Data from a dataset

-- Begin --

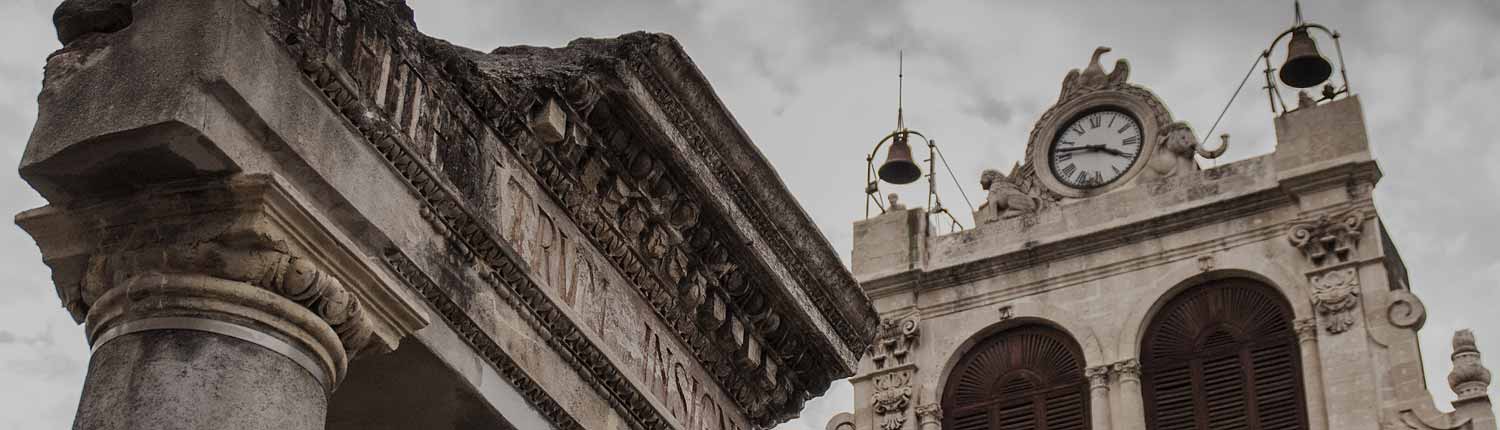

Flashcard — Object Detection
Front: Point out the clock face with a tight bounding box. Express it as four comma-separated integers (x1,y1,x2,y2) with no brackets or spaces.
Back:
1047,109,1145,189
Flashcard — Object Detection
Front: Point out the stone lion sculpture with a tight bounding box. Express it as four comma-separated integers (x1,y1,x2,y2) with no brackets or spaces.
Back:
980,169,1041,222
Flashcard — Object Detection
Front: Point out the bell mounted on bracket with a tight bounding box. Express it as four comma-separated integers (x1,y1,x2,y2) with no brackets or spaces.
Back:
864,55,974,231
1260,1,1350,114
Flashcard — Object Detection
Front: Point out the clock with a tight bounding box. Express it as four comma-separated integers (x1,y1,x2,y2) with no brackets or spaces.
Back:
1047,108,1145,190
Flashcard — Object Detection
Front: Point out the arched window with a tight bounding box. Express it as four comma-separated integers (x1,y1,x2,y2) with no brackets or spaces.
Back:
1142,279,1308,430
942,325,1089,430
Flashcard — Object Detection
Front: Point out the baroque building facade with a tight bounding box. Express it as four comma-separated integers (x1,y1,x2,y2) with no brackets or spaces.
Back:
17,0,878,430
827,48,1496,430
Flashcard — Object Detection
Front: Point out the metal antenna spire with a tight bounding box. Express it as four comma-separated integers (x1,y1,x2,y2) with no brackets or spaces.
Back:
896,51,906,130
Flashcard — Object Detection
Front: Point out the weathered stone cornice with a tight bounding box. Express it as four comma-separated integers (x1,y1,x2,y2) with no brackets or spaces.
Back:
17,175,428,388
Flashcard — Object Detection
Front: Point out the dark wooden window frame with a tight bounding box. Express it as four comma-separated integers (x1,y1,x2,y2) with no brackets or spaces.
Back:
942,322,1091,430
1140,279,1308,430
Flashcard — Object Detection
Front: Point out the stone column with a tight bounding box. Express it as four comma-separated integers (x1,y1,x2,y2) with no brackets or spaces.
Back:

-- End --

Set problem: Copy out all of the data above line for line, without any changes, and leave the pictures out of your copy.

The solution:
Flashcard — Object Detection
Front: Point out the clock face with a tight bounding box. Express it as four comma-separated integers (x1,y1,x2,y2) with no brackets or spaces.
Back:
1047,109,1145,189
Flashcard — Object Detection
Front: Point out the stone lion sculpture with a tight bounding box. Express it as four comma-separated integers (x1,y1,x2,y2) with no brackets or spaces.
Back:
980,169,1041,222
Flashcard — Object Detection
Front: Point out the bell mounted on bracket with a tight bounding box. Express it as four comma-separated integers (x1,y1,x2,y2) with no brackets or spaces.
Back:
864,55,974,231
1260,1,1350,114
Flashcard — Object Detection
Front: Point out the clock with a tight bounding box. Express it as four comma-separated integers (x1,y1,x2,y2) with no brackets or spaces.
Back:
1047,108,1145,190
Flashcard — Object Detection
Front: Point out the arched window with a tight bounding box. Express it as four comma-separated integers (x1,y1,x2,y2) with no brackets or spaces.
Back:
1142,279,1308,430
942,325,1089,430
Flashcard — Object Detection
Front: Point out the baroque building facade with a tight bounding box. Express it as four comma-separated integers (x1,y1,x2,y2) with no brackets or spaces.
Back:
17,0,878,430
827,48,1496,430
Flashcard — Object Detection
Front: Point out the metal antenna spire with a tight bounding box. Express it as four comma-separated integers (x1,y1,x2,y2) with no brackets or spaces.
Back:
896,51,906,130
Flashcard — Object Detection
Front: Point out the weathered stone cornice with a tight bounding box. Express it as four comma-separated integers (x1,y1,x2,y2) with no brackets or spaces.
Back:
17,175,428,388
Flashcard — Object Detection
Front: Point out the dark wooden window frame with a tight bounding box. Express it as four comma-separated integers (x1,y1,x2,y2) with no brackets or spaces.
Back:
942,322,1091,430
1140,279,1308,430
Flashcard — Object Detection
Front: Point out the stone column with a tight bounding box. Express it as four comma-separated integers (x1,y1,x2,y2) with no brackets or spaces.
Back:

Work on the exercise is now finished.